-- Start Text excerpt --

Source of book: I own this
It is hard to believe it has been
nearly four years since Stars
Playhouse (RIP) did a set of three one-act plays by Thornton Wilder,
headlined by The Long Christmas Dinner. (My wife did a read-through of
that one recently with her zoom book club.)
Since then, I have wanted to see
more short classic plays, but have had to content myself with reading them
instead. I have the complete Wilder, so I figured I would pick a few that
interested me, and read through them, each in one sitting.
I also recently did this with the
modernist classics by African American playwright Adrienne
Kennedy.
In this case, my Library of
America book organized the plays into sections. The first is “The Angel That
Troubled the Waters and Other Plays,” and these are the shortest ones - 16 in
all. Most of these plays are between three and five pages long - admittedly in
small print. The next is “The Long Christmas Dinner & Other Plays in One
Act,” and consists of longer one-act plays. The title play and Queens of
France (both of which I saw live) are in this section. Then, there are five
plays that are listed individually, including Our
Town, and The Drunken Sisters, the latter of which is
also a one-act play. I am guessing that the organization is related to how the
plays were published previously, because the length doesn’t seem to be the
determining factor.
In any case, I selected two of the
longer one-acts, and two of the shorter ones. I will discuss them in the order
I read them.
Pullman Car Hiawatha
This play is an interesting setup,
with a lot of metaphor and allegory, despite its initial surface realism. It is
set in a single Pullman car on an overnight train from New York to Chicago. In
fact, we are given this information and introduced to the characters by “The
Stage Manager” who becomes a character in the play.
As in the original setting of Our
Town, the set consists of chairs. In this case, set up so that actors can
lie down on them like a bed berth.

-- End Text excerpt --

Your tasks:
a) Apart from the section headings of the Library of America book, which Thornton Wilder plays does the review name?
b) Go on with the review of the Thornton Wilder plays from where it stops.

-- Start Dataset records --

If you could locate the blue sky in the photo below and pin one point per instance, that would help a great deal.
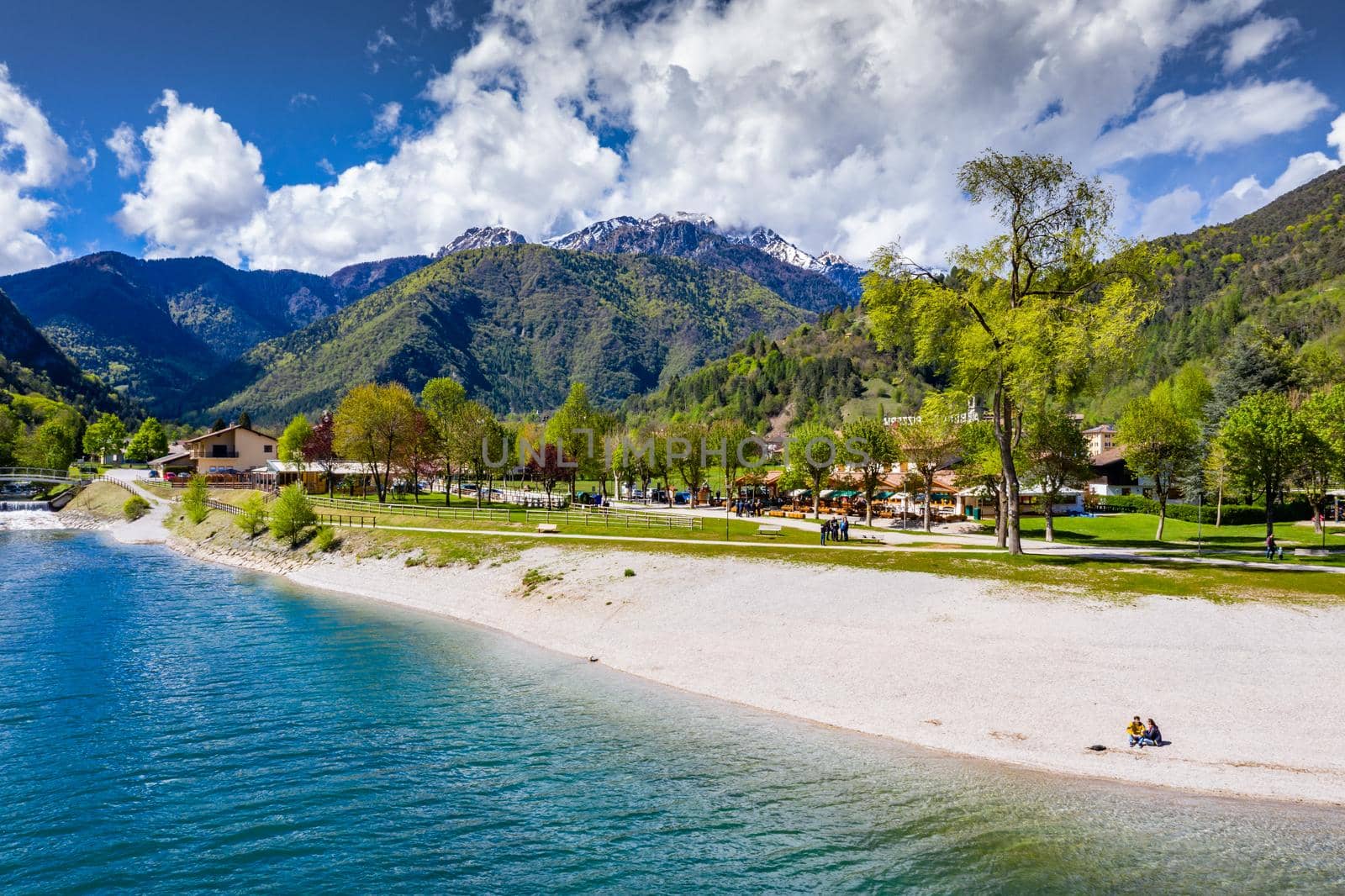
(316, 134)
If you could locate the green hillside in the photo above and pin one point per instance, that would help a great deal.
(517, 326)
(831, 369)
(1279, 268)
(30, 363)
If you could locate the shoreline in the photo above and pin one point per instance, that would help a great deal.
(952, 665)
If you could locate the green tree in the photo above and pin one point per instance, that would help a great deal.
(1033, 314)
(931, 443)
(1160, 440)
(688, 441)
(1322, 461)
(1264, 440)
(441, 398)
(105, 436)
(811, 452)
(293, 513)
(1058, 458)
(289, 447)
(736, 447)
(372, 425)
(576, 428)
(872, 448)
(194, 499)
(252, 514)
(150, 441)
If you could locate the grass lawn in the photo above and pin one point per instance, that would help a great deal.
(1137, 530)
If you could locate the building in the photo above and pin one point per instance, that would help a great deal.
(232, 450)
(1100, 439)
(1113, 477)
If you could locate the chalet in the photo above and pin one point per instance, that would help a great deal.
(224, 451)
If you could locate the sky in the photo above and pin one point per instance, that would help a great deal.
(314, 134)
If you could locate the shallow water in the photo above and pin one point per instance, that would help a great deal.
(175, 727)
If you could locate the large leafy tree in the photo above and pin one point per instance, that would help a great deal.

-- End Dataset records --

Expected answers:
a)
- The Long Christmas Dinner
- Queens of France
- Our Town
- The Drunken Sisters
- Pullman Car Hiawatha

b)
We are introduced to the
characters: the married couple Phillip and Harriet; the insane Mrs. Churchill;
Bill and Fred, fellow engineers; an unnamed maiden lady; an unnamed doctor; and
an unnamed stout woman in her 50s. There is also the porter.
We are allowed to see into the
thoughts of the characters, their petty obsessions and worries, all about
things that will be made moot by death. And here we get the first indication
that the journey is as much metaphoric as real.
Harriet, who has been feeling ill,
dies suddenly, while the insane woman wishes she had. This leads first to the
realistic account of what happens in the aftermath.
But then, the actors clear away,
the State Manager gives a monologue on meaning, and a series of metaphorical
characters take their place in turn: stock characters for “the workman” and
others, the hours, the planets, and the archangels. With these last, we return
to hearing the thoughts of the passengers. Only the dead Harriet and the insane
Mrs. Churchill can see the angels.
To try to describe it further than
that would be fruitless. There are obvious philosophical ideas, and more hidden
ones to be found by the observant. In the short span of this play, Wilder tries
to enfold the entire world, or at least the entire America of his time.
In an interesting touch, rather
than end the play when the train comes to its destination, Wilder includes a
final scene of the cleaning staff entering the car to clean it before the next
journey.
Of all the plays I read this time,
this might be the most daring, original, and fun to stage. I’d certainly go see
it.
Love and How to Cure It
This one is pretty dark and
disturbing, although the ending is a bit of a relief. There are only four
characters, and the action takes place in one place and in a short period of
time.
Rowena, a young dancer, consults
her aunt Linda, an actress, and their friend Joey, a comedian, about Arthur,
who has a crush on Rowena and is stalking her.
Rowena is terrified that Arthur,
with his love unrequited, will kill her when she turns him down. When Arthur
finally appears, the three of them try to talk him down off of his dark
intentions. Over the course of the intervention, a lot is said about the nature
of love and life.
As an attorney who does domestic
violence cases from time to time, this was a bit of a harrowing play, despite
Wilder’s decision to avoid a tragic ending. This is all too common, the man who
considers a woman his property, and considers killing her, himself, or both. I
mean, you see this in the news nearly every day.
Wilder’s take is more of an
examination of unrequited love than that of gendered violence. I wasn’t as
thrilled with that decision, and would consider this the weakest of the plays I
read for that reason.
Childe Roland to the Dark Tower
Came
Obviously I had to read this one.
The reference is directly to a
poem by Robert Browning, itself inspired by a line from King Lear.
The poem has inspired everything from graphic novels to a Stephen King series
to a Doctor Who episode, with plenty of literature and science fiction in
between.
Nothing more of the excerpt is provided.